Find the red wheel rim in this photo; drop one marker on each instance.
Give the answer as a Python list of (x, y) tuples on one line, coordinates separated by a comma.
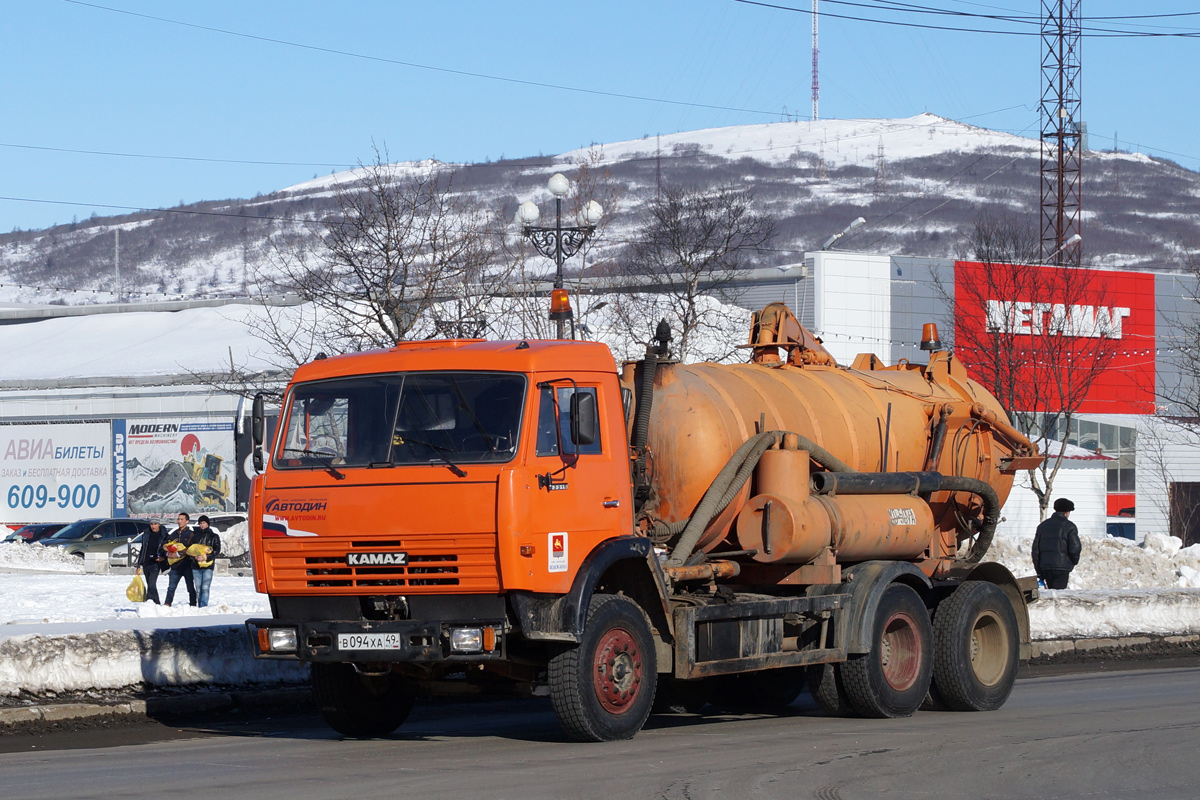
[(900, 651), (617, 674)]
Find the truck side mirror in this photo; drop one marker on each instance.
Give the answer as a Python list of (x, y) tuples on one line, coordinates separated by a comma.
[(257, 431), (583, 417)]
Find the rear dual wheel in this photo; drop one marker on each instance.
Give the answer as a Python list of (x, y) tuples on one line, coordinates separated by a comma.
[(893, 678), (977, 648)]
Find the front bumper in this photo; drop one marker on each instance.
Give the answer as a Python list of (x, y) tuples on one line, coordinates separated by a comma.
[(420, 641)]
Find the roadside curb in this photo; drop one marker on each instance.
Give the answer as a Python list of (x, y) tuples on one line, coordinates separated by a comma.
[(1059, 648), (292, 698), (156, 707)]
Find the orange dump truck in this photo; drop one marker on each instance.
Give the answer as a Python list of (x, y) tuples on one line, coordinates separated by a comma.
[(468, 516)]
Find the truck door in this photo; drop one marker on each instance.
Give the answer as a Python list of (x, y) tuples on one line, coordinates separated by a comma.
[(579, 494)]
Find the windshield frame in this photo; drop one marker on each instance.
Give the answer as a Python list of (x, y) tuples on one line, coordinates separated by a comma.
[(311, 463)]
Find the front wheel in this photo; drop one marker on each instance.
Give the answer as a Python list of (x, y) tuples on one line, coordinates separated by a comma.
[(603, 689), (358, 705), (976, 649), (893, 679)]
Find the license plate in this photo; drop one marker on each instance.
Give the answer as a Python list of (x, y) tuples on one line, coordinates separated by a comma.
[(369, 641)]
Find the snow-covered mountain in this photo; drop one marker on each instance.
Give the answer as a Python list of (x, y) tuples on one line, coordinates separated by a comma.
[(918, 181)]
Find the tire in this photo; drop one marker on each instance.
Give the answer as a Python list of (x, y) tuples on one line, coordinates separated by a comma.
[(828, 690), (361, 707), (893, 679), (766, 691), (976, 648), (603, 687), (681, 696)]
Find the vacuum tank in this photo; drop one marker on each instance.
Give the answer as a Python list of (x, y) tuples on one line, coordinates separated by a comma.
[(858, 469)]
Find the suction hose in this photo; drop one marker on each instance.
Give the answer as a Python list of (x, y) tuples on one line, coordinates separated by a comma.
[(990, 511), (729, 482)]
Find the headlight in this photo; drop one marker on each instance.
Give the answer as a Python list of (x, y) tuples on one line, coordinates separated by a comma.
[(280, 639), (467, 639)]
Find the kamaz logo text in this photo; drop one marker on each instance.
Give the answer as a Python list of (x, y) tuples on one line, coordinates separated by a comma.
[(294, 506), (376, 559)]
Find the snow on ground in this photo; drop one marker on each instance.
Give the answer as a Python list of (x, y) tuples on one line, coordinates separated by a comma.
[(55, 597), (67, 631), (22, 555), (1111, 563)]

* * *

Repeat the records above verbatim. Include none of the pictures.

Find the red wheel rim in this photo; drop one marker on each instance.
Give the answer as a Python list of (x, y) tuples on one line, coordinates separated by a comma.
[(900, 651), (617, 674)]
Find the truck side mirror in this photo; drop one marker on each instance.
Give the answer as a Python list of (x, y) tuples on one line, coordinates separated by a comma.
[(257, 431), (583, 417)]
Find the rear dual wheel in this photo; drop one marker on each instance.
Give the answer as a Python list of (x, y) tuples on one line, coordinates separated by a comma.
[(893, 678), (977, 648)]
Find the front bumper in this photo; drop one marker on each instance.
Give the answer as a Python list of (x, y) tuples on one line, coordinates separated by a comma.
[(420, 641)]
Find the roadside curb in this photo; drop one marker on each instance.
Give the answer as a Python list of (x, y) tuples on one line, coordinates separated by a comma.
[(1059, 648), (292, 698), (156, 707)]
Find the orange dump truck in this photo; drop one marker on each instance.
Give the answer as a Python list of (x, y) tuples on one line, coordinates separated by a comma.
[(468, 516)]
Find the truck door in this photo; drop one marker on each instance.
Give the answer as a Python list of (x, y) tuples on one line, coordinates separated by a comma.
[(579, 494)]
Find the windshield frame in this photo; drop one marker on each instance.
Give the answer as a Python list of (x, y) tuples on one line, coordinates separated by a comma.
[(311, 463)]
Find the front wheel in this photo; drop one marker on each instance.
Give the answer as a Python list of (x, y) tuples on one line, coordinates separated by a comma.
[(603, 689), (358, 705), (976, 649), (893, 679)]
Find the license plate in this photo; drop one marker on each instance.
Give the answer as a Python list of (x, y) tuples on one line, coordinates separated by a comma.
[(369, 641)]
Find the snow-covered mountain in this photo; drop one marker on each instance.
Give the answer as a Python list of (x, y) tuples on one line, coordinates separated by a comma.
[(918, 181)]
Find the tire in this photo; drop one marker on each instance.
Give the answer as a Python list of (x, y) tuples on one line, coordinates separated by a comma.
[(828, 690), (361, 707), (893, 679), (766, 691), (976, 648), (603, 687), (681, 696)]
Find the vacuum tank in this photo; drop one marker on each instance.
Give the answer as a Python list of (x, y) tuples on one line, coordinates separated by a comma.
[(858, 469)]
Find the suction hose in this photo; drop one marker on each instance.
Give the answer as a Python list of (x, y) tuples on one line, coordinates separated by a comma.
[(990, 511), (729, 482)]
Find the headlight in this photo; drop one marker on each instance.
Give the answer as a Python list of (x, y) tuples on one line, coordinates separated by a comma.
[(280, 639), (467, 639)]
Find the kamaz logo text in this photo; drop one marker on each instance.
Give the answer as a Python list of (x, y) tuples on one line, coordinates separated by a comma.
[(294, 506), (376, 559)]
Find the snow on ground in this photo; drop one marker on each instance.
Give the answer as a Python list of (x, y) tuples on one line, coordinates separated by a comma.
[(55, 597), (67, 631), (22, 555), (1111, 563)]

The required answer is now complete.